• **Article**:
>> start
Servant: Yes, but a lot of those managers are quasi-family offices, which are managing their own money or some money for relatives or business partners. They are not fully in the competitive world, and the very small ones who are in the competitive world are facing a very tough time because the cost of doing business is higher.
Pinto: It depends on the client segment. You have a number of independent financial advisers in France but because of the fear of the UK’s Retail Distribution Review coming to France, they decided to create their own asset management company, and self-delegate to this company, to ensure that they can keep part of the fees.
Perrier: There may be about 600 asset managers in France, but around this table we alone represent 95% of the French industry by assets under management.
Funds Europe: Globalisation has seen emerging and frontier markets become increasingly important on a number of different levels. What has been the impact on asset managers in terms of the business strategy with regards to these markets?
Perrier: We have to go where the money is. In the French market the volumes have decreased by 20% in the last three years, but that is not the case in other markets in Europe or in Asia or the Middle East. We have to steer our sales force in this direction. We need to have people who are able to advise our clients on global issues; not only people who can sell a particular expertise, but also people who are able to have a discussion on a broad level.
Pinto: To be able to speak face-to-face with the chief investment officer of a large insurance company or a large pension fund, you need to have the right quality of people.
Abou-Jaoudé: Becoming a globalised business means having a diverse range of clients in different regions.
One of the drivers of this trend is to help cope with high volatility in markets.
What we noticed over the last five years is the strong de-correlation between net new cash in different zones. Whereas Europe was negative in 2008, the US and other zones such as Asia and Australia were positive. In 2009, it was the contrary – Europe was positive, the US was negative. If you are a globalised business, you can balance the volatility because you have clients in different zones.
>> end
• **Problem 1**: Name each speaker in the discussion on asset management once, in the order they first speak.
• **Problem 2**: Reproduce word for word the stretch of the asset management discussion from "Pinto: It depends" through "of the fees.".

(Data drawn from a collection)
>> start
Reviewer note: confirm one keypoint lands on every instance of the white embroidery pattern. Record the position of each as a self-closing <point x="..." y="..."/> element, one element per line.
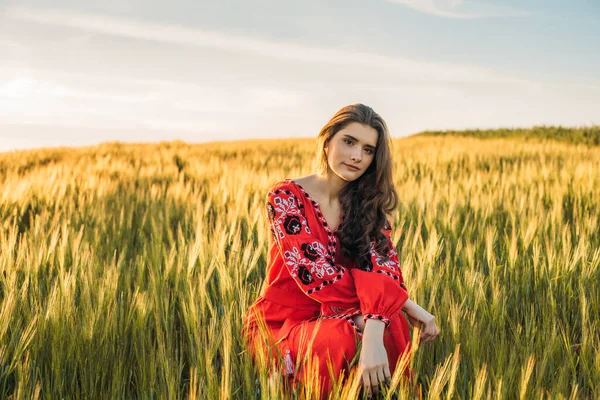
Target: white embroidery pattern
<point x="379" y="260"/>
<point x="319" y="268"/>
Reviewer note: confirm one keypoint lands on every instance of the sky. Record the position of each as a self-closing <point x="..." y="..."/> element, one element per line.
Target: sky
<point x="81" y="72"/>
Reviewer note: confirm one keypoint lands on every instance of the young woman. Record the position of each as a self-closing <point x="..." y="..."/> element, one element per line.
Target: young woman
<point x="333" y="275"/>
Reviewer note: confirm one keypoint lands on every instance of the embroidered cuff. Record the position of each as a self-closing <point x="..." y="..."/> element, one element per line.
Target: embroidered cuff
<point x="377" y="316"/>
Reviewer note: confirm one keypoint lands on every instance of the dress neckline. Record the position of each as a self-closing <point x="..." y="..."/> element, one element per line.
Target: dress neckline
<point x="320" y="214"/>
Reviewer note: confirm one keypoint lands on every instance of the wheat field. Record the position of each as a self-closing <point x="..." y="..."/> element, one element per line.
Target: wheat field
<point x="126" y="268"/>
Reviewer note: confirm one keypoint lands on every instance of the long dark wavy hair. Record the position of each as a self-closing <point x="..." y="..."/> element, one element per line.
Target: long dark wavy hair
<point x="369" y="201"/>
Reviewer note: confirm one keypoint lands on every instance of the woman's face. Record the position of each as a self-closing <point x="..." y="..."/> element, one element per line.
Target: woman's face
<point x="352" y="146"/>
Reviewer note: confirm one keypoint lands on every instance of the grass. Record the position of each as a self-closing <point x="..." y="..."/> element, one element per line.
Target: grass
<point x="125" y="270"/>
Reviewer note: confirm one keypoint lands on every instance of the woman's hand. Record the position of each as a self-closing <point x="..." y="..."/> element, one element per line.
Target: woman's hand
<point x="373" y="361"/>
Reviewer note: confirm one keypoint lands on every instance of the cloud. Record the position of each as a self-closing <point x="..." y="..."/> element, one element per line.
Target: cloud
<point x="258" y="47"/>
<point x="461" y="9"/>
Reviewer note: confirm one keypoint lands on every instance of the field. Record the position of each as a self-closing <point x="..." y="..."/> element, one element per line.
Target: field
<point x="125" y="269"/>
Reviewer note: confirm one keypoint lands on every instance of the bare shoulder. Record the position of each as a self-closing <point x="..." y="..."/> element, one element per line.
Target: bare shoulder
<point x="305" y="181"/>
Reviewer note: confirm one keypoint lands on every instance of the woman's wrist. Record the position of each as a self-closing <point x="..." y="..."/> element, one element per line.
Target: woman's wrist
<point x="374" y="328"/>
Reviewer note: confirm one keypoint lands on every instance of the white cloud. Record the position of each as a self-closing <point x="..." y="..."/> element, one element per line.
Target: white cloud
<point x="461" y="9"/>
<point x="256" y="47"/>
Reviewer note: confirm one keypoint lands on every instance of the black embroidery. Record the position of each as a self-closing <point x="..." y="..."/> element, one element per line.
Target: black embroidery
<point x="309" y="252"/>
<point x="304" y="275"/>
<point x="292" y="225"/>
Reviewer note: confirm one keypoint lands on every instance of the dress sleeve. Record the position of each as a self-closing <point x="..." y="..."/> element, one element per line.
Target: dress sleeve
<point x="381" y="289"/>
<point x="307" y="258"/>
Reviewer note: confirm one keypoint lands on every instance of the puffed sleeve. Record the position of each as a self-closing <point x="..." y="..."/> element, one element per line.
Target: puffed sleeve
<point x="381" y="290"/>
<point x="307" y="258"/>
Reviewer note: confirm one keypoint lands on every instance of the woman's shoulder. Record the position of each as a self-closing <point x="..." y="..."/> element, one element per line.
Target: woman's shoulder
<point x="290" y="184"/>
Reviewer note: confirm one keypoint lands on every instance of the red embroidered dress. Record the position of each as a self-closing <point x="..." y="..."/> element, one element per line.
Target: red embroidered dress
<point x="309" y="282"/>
>> end
• **Response 1**: Servant, Pinto, Perrier, Funds Europe, Abou-Jaoudé

• **Response 2**:
Pinto: It depends on the client segment. You have a number of independent financial advisers in France but because of the fear of the UK’s Retail Distribution Review coming to France, they decided to create their own asset management company, and self-delegate to this company, to ensure that they can keep part of the fees.